[Provided records]:
--- begin ---

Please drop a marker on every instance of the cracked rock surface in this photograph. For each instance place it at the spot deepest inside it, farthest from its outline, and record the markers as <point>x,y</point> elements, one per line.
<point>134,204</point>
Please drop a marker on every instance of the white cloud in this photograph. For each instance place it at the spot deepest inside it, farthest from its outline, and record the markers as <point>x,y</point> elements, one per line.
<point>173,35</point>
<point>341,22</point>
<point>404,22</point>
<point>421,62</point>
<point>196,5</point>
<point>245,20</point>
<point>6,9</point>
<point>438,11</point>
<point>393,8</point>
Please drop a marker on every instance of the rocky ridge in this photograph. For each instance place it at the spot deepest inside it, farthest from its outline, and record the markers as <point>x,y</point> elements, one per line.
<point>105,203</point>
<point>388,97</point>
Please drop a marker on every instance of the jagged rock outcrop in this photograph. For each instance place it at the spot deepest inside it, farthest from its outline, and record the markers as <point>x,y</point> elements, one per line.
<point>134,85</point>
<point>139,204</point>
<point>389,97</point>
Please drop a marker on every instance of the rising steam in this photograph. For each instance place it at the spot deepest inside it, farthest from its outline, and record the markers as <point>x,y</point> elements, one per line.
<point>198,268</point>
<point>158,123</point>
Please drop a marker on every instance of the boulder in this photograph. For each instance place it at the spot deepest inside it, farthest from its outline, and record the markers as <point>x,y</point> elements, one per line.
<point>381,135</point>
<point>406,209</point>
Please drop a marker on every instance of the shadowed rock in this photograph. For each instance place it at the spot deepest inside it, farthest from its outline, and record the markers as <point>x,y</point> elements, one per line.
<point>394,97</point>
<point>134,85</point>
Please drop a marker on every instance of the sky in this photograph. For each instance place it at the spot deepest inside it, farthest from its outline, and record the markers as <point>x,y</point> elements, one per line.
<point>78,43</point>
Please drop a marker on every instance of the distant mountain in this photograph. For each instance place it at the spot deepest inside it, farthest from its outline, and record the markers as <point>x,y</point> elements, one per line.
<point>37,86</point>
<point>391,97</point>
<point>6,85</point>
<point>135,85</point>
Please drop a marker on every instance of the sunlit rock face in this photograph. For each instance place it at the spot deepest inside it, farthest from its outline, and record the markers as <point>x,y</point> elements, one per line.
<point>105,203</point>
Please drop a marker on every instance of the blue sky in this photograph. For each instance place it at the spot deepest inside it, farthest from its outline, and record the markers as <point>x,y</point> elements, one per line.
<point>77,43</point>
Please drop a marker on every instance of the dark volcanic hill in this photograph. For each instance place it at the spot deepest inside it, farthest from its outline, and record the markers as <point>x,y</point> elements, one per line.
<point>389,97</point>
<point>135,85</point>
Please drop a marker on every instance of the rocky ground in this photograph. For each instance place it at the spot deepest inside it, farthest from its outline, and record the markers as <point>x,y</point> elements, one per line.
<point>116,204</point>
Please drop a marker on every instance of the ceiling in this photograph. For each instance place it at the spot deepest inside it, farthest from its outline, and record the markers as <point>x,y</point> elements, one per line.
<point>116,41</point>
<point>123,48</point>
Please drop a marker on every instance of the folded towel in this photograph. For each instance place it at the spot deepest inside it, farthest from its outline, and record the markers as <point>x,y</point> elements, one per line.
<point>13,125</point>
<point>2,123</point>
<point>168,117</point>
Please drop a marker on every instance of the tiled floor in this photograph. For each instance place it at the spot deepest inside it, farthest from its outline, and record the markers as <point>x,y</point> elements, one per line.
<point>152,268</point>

--- end ---

Write out the listing again with "drop" replaced by "put" everywhere it occurs, leaving everything else the same.

[Result of the exercise]:
Please put a marker on every instance of the cracked rock surface in this photograph. For each instance place it at the spot deepest inside it, farthest from its outline, and record the markers as <point>x,y</point> elements, one per line.
<point>134,204</point>
Please put a marker on every instance of the white cloud in this photograph. For each instance place it at the spot deepest inside it, farthest from its outline, and record the markers as <point>x,y</point> elements, one per line.
<point>173,35</point>
<point>341,22</point>
<point>404,22</point>
<point>421,62</point>
<point>196,5</point>
<point>245,20</point>
<point>6,9</point>
<point>438,11</point>
<point>393,8</point>
Please put a marker on every instance of the rocky ridge in this photograph. For each instance place it at the spot deepest inside it, farthest from its outline, and record the markers as <point>x,y</point> elements, one per line.
<point>105,203</point>
<point>388,97</point>
Please put a marker on every instance of the jagged rock outcrop in this photograph. For each instance place it at the spot deepest inside it, farthest from its outline, and record the markers as <point>x,y</point> elements, one per line.
<point>134,85</point>
<point>139,204</point>
<point>389,97</point>
Please put a marker on every instance of the rising steam in this photograph. For each instance place it at the spot deepest inside it, farthest from its outline, and record the markers as <point>x,y</point> elements, one per line.
<point>198,268</point>
<point>158,123</point>
Please put a marker on every instance of the boulder in this photograph. For each instance place it at the spot deepest inside it, farthest from its outline, and record the markers as <point>x,y</point> elements, one per line.
<point>381,135</point>
<point>406,209</point>
Please put a marker on every instance of the shadowed rock in this photograph. For each instance place it at the spot deepest inside it, farthest from its outline, and record the markers as <point>x,y</point> elements, one per line.
<point>394,97</point>
<point>134,85</point>
Please put a marker on every instance of the sky in this photograph. For each instance place it at the spot deepest inside it, farthest from its outline, and record the markers as <point>x,y</point> elements, one per line.
<point>78,43</point>
Please put a marker on every instance of the distant mountain in this photograph. For each instance place it at the spot deepest inside it, farthest from its outline, and record the markers as <point>x,y</point> elements, one per line.
<point>37,86</point>
<point>391,97</point>
<point>6,85</point>
<point>135,85</point>
Please put a marker on every instance of the sunlit rock face in this photograph. For each instance place it at the spot deepest inside it, farthest from its outline, and record the markers as <point>x,y</point> elements, one per line.
<point>105,203</point>
Please put a marker on every instance of the blue sky in this photograph. For each instance place it at the spot deepest inside it, farthest from its outline, and record the markers as <point>x,y</point> elements, one per line.
<point>77,43</point>
Please put a marker on every instance of the dark volcanic hill in this photograph. For each instance place it at the spot deepest inside it, farthest from its outline, and record the markers as <point>x,y</point> elements, one per line.
<point>389,97</point>
<point>135,85</point>
Please put a marker on every instance of the rocky ground in this photograph. For each instance place it at the spot deepest inside it, farthest from its outline, and record the markers as <point>x,y</point> elements, one per line.
<point>116,204</point>
Please put a marker on every instance of the ceiling in this photograph. For each instance place it at the spot deepest inside it, farthest from its outline, and record the markers as <point>x,y</point> elements, one per line.
<point>116,41</point>
<point>123,48</point>
Please put a marker on every instance of the folded towel in this photograph. For each instance place it at the spot deepest inside it, farthest from its outline, and record the markers as <point>x,y</point> elements, one per line.
<point>13,125</point>
<point>2,123</point>
<point>168,117</point>
Please put a marker on every instance of the tiled floor in this photograph. For each instance place it at the spot deepest inside it, farthest from its outline, and record the markers as <point>x,y</point> elements, one per line.
<point>152,268</point>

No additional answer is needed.